Doch dies hat sich geändert. Fast unbemerkt von der Öffentlichkeit schickte Google 2022 seine Kamera-Autos wieder los. Seit Sommer 2023 ist das Material online. Es ist die erste Aktualisierung seit dreizehn Jahren.

Doch war da nicht was? Als Google das damals neue Feature 2010 ausrollte, waren die Bedenken groß. Viele Bürger wollten ihre Häuser nicht online sehen. Deshalb stoppte Google schließlich seine Aktivitäten.

Google Street View – darum bleibt die Debatte über Datenschutz aus

"Eine erneute gesellschaftliche Debatte über die Zulässigkeit des Dienstes ist in 2023, als Google den Dienst erneuert und auf ganz Deutschland ausgeweitet hat, nicht aufgeflammt." So ein Statement des Hamburgischen Beauftragten für Datenschutz und Informationsfreiheit (HmbBfDI) gegenüber unserer Redaktion. Die Hamburger Datenschutzbehörde war bereits 2010 für die Verhandlungen mit Google zuständig.

▶ **Quellenauszug**
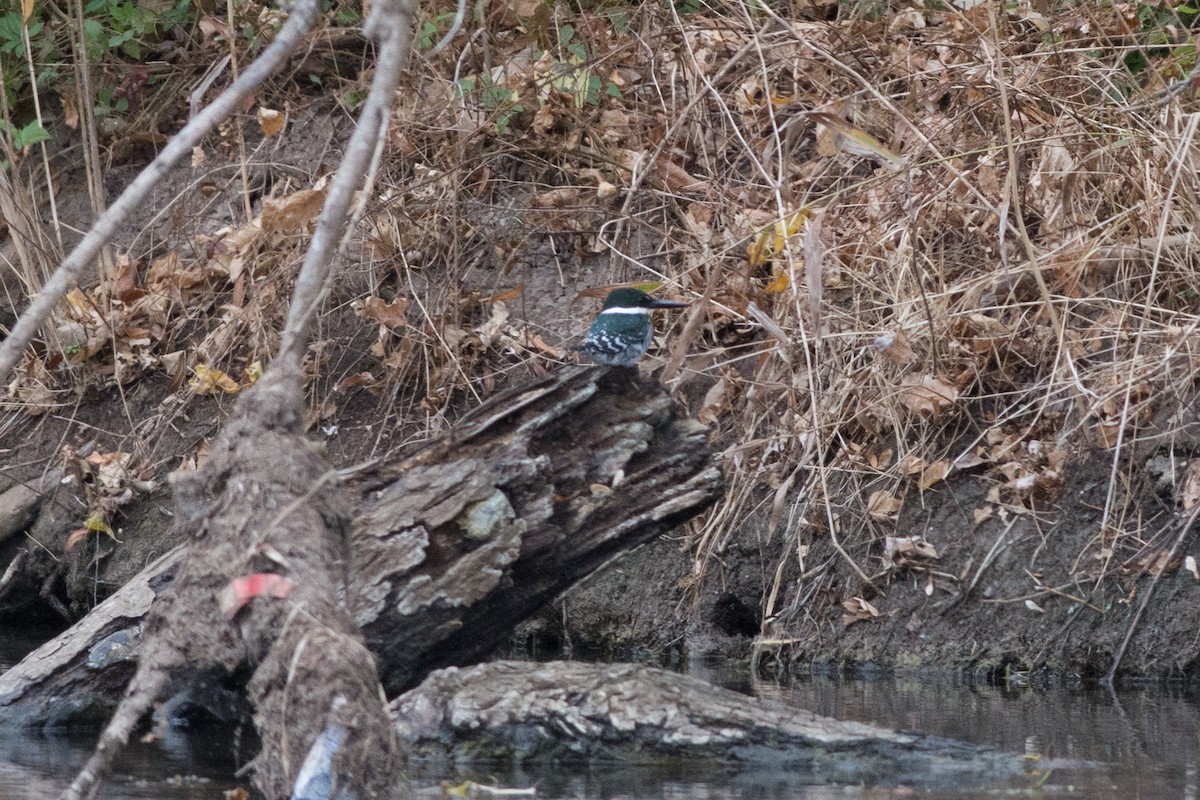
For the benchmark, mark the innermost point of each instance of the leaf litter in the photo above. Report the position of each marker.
(933, 244)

▶ **Aufgabenstellung**
Entnehmen Sie dem Text über Google Street View wörtlich die Stelle von „Doch war da“ bis einschließlich „mit Google zuständig.“. Stützen Sie sich ausschließlich auf den Text über Google Street View.

▶ **Lösung der Aufgabe**
Doch war da nicht was? Als Google das damals neue Feature 2010 ausrollte, waren die Bedenken groß. Viele Bürger wollten ihre Häuser nicht online sehen. Deshalb stoppte Google schließlich seine Aktivitäten.

Google Street View – darum bleibt die Debatte über Datenschutz aus

"Eine erneute gesellschaftliche Debatte über die Zulässigkeit des Dienstes ist in 2023, als Google den Dienst erneuert und auf ganz Deutschland ausgeweitet hat, nicht aufgeflammt." So ein Statement des Hamburgischen Beauftragten für Datenschutz und Informationsfreiheit (HmbBfDI) gegenüber unserer Redaktion. Die Hamburger Datenschutzbehörde war bereits 2010 für die Verhandlungen mit Google zuständig.